*DOCUMENT EXCERPT*.
■ ■ ■ ■ ■

Fascinating. Well, those should be easy to fix and is a sure sign of how 
important the documentation you are writing is.

>   
>>> Also phandle_t is uint32_t so consumer code can't be just
>>> converted to if (node > 0) ...
>> This can't be avoided, sadly. You have to compare to (phandle_t)-1 to be
>> compliant with the standard.
> In this case we need some kind of define, like INVALID_PHANDLE.
> Or OF_valid() function. Because phandle_t is opaque type and
> seeing -1 as a possible return value it's natural to assume
> that it's signed and implement something like "if (node > 0)".

Yes, could. It is irritating that the standard defines a mixture of -1 
and 0 returns, so I have a small worry that this would encourage people 
to check the results of OF_peer(), OF_parent(), and OF_child() against 
INVALID_PHANDLE. I am not sure what the lesser evil is and will defer to 
your judgment.

>
>>> I didn't find any reserved values for phandle in FDT
>>> specification [1].  The only requirement for it is to be unique
>>> within device tree. So in theory 0 is also valid phandle_t.
>>> In practice both GNU dtc and our own dtc start numbering
>>> nodes from 1.
>> FDT "phandles" are our "xref phandles" and have no constraints on
>> numeric value. Our phandles, which cannot be zero or -1, are the FDT
>> offsets shifted to make 0 an invalid value.
> Ah. It makes more sense now. Thanks. This should be documented too :)

Yes, no doubt! It is unfortunate, if understandable in context, that the 
FDT people reused this term in a partially-overlapping way.

>
>>> I think the right way to fix this is to consistently use 0
>>> to indicate error or "no node" situation. I don't have
>>> enough historical insight about OpenFirmware to claim
>>> that this approach is compatible with older standards.
>>> I'd appreciate input on this topic from people who actually
>>> work with non-FDT implementation of OF_ API.
>>>
>>> [1] https://github.com/devicetree-org/devicetree-specification/releases/tag/v0.2
>>>
>> I think this is not the right approach and will break a lot of code. We
>> should keep using the 1275 CI values, which we almost entirely already are.
> I agree. I didn't have information about IEEE 1275 standard.
>

Let me know if you need any help on this.

■ ■ ■ ■ ■

[Records of labeled boxes]
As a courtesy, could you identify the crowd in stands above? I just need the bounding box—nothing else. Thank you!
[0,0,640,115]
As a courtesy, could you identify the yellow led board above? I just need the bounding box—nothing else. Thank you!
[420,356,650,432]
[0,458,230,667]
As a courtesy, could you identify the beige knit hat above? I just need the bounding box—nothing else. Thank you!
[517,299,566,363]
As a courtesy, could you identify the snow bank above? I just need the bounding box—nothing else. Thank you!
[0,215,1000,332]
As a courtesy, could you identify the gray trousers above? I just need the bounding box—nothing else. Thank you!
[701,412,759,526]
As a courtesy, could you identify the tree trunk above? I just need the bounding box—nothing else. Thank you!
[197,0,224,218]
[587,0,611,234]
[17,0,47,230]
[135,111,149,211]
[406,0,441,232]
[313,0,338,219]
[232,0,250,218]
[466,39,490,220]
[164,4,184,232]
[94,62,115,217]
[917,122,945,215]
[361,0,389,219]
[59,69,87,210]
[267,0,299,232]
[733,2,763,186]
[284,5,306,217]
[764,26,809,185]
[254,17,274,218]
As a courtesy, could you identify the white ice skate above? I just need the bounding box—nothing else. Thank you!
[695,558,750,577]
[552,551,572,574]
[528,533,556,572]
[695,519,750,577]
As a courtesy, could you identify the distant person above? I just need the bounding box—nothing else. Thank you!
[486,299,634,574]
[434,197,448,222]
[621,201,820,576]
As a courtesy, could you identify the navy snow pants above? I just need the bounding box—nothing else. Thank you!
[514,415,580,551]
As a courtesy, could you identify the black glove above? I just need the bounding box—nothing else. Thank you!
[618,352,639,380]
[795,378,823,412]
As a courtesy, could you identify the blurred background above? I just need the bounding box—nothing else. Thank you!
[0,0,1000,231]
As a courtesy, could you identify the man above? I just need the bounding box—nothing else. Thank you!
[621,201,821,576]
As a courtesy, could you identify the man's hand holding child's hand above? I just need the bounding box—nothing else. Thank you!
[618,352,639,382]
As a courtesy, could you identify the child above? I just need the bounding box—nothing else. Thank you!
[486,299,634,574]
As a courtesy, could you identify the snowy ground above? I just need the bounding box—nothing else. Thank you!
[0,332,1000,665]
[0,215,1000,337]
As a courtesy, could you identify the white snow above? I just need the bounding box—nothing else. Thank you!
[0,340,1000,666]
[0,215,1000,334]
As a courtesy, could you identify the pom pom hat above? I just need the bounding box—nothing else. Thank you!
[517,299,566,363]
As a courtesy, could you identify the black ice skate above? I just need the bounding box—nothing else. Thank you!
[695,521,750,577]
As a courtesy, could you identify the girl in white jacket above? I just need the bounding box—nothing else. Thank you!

■ ■ ■ ■ ■

*PROBLEMS TO WORK ON*.
1. In the phandle discussion, from what number do both GNU dtc and the project's own dtc start numbering nodes?
2. Restate more briefly the paragraph of the phandle discussion that begins "Yes, could. It is irritating".
3. Echo the phandle discussion between "Yes, could. It" and "your judgment.", inclusive.

*FULL ANSWERS*.
1. Both start numbering nodes from 1.

2. The writer agrees that such a define could be added. Because the standard mixes -1 and 0 returns, the writer worries it could lead people to check the results of OF_peer(), OF_parent(), and OF_child() against INVALID_PHANDLE. Unsure which is the lesser evil, the writer defers to the other person's judgment.

3.
Yes, could. It is irritating that the standard defines a mixture of -1 
and 0 returns, so I have a small worry that this would encourage people 
to check the results of OF_peer(), OF_parent(), and OF_child() against 
INVALID_PHANDLE. I am not sure what the lesser evil is and will defer to 
your judgment.